PROBLEM DETAILS:
All that is wanted is the span of lines from the one with "Find the folded" to the last line of the data, copied exactly.

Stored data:
..............................

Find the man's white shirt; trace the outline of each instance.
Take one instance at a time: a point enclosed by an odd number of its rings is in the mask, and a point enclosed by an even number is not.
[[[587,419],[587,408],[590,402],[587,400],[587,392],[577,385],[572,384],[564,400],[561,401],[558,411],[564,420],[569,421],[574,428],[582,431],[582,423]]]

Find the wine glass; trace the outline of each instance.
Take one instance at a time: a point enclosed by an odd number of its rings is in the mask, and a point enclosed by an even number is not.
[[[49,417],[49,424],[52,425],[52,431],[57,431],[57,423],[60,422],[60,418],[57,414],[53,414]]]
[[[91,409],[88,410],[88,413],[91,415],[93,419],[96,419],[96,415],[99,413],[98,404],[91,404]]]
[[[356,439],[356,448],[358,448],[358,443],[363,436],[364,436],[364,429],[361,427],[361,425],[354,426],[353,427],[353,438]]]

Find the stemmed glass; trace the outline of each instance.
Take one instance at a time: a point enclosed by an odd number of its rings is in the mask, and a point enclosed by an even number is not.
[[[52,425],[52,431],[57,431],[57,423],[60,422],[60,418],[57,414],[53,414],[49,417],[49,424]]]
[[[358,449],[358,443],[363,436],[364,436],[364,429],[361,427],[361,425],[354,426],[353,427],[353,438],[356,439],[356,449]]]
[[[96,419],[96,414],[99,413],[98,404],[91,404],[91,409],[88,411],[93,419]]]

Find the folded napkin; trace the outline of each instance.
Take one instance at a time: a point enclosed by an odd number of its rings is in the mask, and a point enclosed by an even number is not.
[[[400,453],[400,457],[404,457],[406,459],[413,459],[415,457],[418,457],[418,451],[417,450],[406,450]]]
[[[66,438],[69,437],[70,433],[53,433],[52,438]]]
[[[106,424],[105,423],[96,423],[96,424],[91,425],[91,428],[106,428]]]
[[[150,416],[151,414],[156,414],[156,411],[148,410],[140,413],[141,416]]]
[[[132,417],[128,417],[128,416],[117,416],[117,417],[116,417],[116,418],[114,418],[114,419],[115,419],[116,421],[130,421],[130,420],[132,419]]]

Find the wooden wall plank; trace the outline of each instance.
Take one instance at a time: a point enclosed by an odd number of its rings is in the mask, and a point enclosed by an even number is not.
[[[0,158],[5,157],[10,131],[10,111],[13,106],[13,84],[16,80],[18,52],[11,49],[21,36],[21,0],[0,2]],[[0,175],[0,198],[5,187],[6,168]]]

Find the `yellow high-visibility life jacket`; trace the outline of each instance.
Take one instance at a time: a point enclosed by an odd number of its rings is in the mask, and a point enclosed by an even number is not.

..............................

RESPONSE AREA:
Find the folded napkin; trace the outline of each instance.
Take one instance at a time: a point enclosed by an odd number of its rings is in the mask, and a point enclosed by an even number is not.
[[[400,453],[400,457],[404,457],[406,459],[413,459],[415,457],[418,457],[418,451],[417,450],[406,450]]]
[[[66,438],[69,437],[70,433],[53,433],[52,438]]]
[[[106,424],[105,423],[96,423],[96,424],[91,425],[91,428],[106,428]]]
[[[150,416],[151,414],[156,414],[156,411],[148,410],[140,413],[141,416]]]
[[[132,417],[128,417],[128,416],[117,416],[117,417],[116,417],[116,418],[114,418],[114,419],[115,419],[116,421],[130,421],[130,420],[132,419]]]

Find the wooden wall plank; trace the outline of each instance.
Take one instance at a time: a point enclosed by an odd number of its rings is in the mask, and a point enclosed by an even number is not.
[[[0,158],[5,157],[10,131],[10,111],[13,106],[13,84],[16,80],[18,52],[11,49],[21,36],[21,0],[0,2]],[[0,175],[0,198],[5,187],[6,168]]]

Find the `yellow high-visibility life jacket`; trace the outline of each instance.
Take one instance at a time: a point enclosed by an odd number of its rings is in the mask, and a point enclosed by an even number is not.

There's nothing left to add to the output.